Task :: How many lines in the entries below contain the string "outcrop"? Case counts. Reply with the number only.

Data entries ::

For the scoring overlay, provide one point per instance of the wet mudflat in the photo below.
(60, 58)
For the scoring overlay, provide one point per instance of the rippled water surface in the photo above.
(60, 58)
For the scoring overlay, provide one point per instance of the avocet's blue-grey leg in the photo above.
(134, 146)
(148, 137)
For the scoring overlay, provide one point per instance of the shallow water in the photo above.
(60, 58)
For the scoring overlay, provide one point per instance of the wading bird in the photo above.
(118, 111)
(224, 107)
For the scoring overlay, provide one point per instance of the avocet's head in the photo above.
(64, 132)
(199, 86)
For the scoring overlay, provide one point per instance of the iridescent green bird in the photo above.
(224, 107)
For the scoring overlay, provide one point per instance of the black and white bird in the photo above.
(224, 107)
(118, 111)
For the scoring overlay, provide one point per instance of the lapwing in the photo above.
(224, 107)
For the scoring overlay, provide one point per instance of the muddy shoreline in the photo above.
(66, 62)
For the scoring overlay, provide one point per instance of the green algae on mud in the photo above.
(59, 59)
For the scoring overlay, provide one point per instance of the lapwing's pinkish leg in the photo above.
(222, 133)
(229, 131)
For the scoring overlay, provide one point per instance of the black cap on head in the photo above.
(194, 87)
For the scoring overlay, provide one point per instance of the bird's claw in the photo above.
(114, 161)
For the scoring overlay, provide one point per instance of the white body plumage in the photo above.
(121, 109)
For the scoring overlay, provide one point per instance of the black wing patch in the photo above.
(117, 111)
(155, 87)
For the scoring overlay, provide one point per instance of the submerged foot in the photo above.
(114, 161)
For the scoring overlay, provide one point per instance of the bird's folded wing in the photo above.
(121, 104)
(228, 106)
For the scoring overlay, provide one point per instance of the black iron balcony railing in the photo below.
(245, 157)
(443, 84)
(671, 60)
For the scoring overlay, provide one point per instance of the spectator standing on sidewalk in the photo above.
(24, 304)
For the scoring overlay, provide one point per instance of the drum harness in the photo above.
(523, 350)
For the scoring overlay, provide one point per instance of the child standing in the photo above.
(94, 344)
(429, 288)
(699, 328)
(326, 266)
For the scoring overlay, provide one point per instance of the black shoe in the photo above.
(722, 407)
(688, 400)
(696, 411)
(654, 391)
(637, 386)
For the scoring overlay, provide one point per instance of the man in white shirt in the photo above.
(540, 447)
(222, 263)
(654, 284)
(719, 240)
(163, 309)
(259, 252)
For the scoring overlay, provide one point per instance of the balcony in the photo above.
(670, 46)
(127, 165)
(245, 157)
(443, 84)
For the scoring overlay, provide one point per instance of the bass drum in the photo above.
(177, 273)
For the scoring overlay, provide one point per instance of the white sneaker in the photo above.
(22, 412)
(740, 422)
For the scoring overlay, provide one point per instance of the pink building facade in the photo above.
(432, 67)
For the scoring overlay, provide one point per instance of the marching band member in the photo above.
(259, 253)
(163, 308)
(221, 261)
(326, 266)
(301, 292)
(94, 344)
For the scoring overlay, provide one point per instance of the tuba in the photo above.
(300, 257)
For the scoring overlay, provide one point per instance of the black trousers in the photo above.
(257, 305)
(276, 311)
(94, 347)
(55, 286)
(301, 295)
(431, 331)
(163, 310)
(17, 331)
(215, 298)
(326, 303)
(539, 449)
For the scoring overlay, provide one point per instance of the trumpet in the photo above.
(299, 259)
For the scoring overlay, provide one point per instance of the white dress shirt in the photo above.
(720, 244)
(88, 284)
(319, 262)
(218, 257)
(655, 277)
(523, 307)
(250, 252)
==
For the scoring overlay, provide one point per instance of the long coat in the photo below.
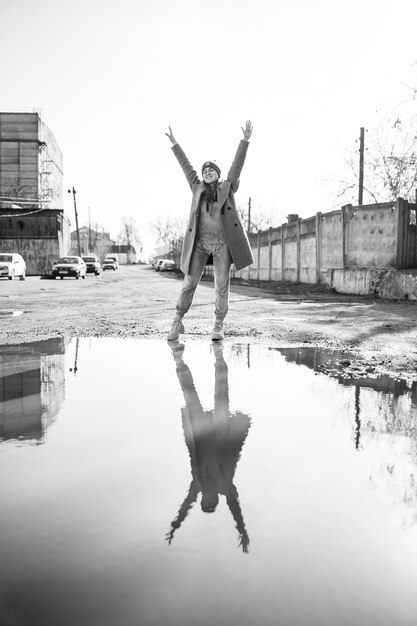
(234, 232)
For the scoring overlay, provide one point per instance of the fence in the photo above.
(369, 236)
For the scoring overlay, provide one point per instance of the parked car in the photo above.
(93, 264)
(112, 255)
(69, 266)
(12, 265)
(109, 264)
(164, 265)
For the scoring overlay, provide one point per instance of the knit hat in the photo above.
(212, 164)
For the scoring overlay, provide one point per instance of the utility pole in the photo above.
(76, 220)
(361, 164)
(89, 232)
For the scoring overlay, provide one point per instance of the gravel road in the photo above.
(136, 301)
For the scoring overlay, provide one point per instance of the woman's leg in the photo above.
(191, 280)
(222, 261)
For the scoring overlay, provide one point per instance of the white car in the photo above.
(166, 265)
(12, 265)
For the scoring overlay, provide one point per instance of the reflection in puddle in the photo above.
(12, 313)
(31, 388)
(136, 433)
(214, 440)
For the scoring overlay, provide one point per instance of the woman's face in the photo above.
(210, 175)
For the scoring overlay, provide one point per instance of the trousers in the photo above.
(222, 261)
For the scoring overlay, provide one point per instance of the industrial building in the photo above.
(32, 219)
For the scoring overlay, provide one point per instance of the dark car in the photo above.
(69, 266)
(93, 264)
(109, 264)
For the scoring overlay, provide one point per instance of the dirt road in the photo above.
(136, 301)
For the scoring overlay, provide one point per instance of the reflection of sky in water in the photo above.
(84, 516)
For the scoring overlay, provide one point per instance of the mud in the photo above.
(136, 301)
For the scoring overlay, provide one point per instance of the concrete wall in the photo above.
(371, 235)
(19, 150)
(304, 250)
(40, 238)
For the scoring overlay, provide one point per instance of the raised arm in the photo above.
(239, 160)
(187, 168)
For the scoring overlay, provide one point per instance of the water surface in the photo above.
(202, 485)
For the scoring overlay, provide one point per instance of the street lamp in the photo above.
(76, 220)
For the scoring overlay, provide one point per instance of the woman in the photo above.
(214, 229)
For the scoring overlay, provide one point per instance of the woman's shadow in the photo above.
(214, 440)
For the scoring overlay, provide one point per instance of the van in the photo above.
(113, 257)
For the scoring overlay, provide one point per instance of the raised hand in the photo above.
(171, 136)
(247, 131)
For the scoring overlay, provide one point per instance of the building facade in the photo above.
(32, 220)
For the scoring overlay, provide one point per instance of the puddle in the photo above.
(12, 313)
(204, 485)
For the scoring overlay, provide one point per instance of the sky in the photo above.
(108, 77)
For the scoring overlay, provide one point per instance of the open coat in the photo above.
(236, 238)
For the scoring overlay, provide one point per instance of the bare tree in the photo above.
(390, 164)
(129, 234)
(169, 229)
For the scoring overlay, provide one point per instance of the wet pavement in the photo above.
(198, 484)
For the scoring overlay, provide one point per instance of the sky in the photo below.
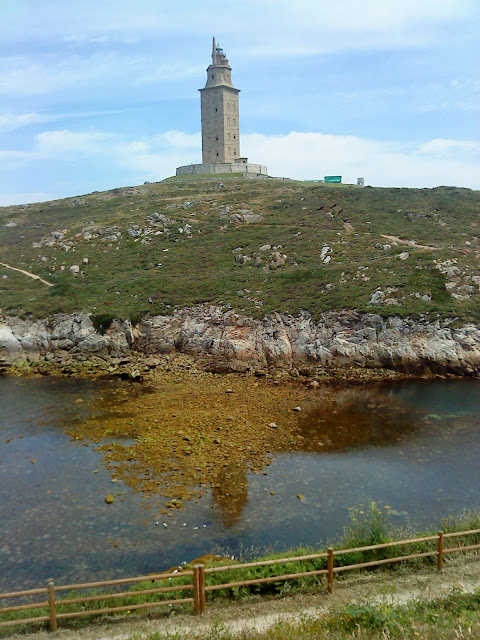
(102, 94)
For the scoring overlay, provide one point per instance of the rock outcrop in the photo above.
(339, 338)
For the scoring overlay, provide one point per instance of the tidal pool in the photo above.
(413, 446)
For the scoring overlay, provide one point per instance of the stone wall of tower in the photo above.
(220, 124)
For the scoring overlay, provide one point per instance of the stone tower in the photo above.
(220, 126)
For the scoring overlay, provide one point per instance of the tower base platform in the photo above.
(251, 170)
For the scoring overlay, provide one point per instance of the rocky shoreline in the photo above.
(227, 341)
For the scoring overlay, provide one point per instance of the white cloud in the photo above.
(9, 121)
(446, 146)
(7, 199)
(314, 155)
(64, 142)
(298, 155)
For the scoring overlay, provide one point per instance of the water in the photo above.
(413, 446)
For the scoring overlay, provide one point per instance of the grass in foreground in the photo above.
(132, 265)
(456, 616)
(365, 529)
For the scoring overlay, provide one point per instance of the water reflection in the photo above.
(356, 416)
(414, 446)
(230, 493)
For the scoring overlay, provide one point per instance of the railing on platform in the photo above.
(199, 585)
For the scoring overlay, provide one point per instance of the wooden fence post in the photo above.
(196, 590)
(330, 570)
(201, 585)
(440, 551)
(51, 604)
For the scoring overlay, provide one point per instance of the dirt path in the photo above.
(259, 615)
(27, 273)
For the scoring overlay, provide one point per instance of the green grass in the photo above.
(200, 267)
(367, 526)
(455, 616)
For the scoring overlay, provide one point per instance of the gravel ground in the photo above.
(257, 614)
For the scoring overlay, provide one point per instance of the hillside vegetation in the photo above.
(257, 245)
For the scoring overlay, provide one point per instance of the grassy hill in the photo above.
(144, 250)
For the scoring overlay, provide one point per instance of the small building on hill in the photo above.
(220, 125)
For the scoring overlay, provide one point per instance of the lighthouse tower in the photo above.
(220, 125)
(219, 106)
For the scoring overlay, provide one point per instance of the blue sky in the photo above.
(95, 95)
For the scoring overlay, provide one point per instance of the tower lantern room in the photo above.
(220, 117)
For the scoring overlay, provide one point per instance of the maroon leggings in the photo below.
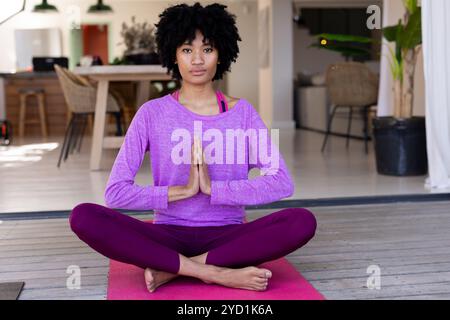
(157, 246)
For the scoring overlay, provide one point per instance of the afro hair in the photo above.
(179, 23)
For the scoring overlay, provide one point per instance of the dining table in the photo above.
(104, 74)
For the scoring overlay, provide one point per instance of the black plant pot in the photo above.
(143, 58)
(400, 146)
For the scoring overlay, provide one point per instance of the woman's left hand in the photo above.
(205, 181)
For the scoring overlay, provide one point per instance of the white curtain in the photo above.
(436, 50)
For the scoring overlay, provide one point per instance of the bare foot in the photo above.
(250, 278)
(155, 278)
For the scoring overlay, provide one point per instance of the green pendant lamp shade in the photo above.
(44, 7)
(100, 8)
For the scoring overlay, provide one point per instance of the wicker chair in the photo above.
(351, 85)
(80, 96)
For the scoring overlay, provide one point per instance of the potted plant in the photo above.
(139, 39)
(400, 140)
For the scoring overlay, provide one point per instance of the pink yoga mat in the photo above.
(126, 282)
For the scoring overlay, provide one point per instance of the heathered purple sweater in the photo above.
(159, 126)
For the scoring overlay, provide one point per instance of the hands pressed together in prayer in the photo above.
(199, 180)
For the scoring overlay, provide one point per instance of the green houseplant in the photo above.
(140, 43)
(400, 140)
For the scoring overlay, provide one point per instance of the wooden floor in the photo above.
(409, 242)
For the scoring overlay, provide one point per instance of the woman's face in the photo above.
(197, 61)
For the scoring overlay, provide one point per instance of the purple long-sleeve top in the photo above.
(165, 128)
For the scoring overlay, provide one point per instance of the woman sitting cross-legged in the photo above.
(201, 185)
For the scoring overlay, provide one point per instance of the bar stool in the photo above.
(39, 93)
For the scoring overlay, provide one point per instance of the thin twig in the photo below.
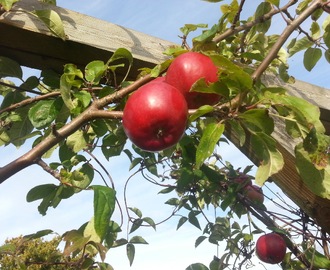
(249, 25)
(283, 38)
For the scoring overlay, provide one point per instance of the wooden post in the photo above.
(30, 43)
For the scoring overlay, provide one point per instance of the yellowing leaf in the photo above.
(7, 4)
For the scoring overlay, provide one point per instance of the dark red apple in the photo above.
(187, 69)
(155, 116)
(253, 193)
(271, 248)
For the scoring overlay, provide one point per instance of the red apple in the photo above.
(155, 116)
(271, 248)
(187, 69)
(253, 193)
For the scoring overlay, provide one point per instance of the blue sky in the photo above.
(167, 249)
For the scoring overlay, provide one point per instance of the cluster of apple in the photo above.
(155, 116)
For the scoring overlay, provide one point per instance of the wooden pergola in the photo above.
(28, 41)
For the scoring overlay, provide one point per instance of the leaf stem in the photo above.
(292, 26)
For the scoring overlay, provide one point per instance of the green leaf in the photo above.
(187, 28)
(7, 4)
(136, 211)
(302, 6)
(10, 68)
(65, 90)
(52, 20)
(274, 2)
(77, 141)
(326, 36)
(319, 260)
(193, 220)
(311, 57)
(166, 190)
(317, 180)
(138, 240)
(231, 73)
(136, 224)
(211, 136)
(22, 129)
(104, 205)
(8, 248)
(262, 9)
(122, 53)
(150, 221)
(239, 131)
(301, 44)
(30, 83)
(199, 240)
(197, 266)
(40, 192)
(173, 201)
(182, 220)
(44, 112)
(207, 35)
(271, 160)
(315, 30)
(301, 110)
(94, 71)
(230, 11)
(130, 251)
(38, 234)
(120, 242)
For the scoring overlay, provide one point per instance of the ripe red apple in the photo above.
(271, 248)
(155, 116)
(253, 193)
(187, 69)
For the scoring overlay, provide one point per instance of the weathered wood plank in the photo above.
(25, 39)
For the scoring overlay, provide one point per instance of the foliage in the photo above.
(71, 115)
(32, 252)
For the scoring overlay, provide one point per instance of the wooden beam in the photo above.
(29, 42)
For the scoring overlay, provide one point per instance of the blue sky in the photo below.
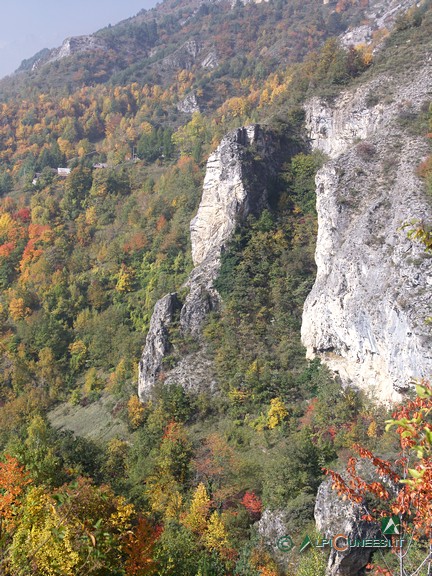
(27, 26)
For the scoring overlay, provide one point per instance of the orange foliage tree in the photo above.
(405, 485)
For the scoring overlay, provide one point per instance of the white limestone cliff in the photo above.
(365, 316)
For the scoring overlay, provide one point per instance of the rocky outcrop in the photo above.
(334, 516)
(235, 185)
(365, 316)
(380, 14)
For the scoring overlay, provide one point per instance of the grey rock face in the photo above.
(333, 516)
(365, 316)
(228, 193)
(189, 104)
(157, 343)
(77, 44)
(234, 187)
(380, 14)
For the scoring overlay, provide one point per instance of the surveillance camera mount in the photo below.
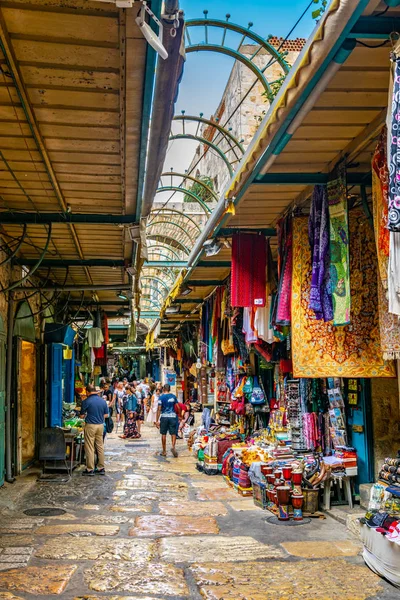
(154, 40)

Solution to this exercise :: 2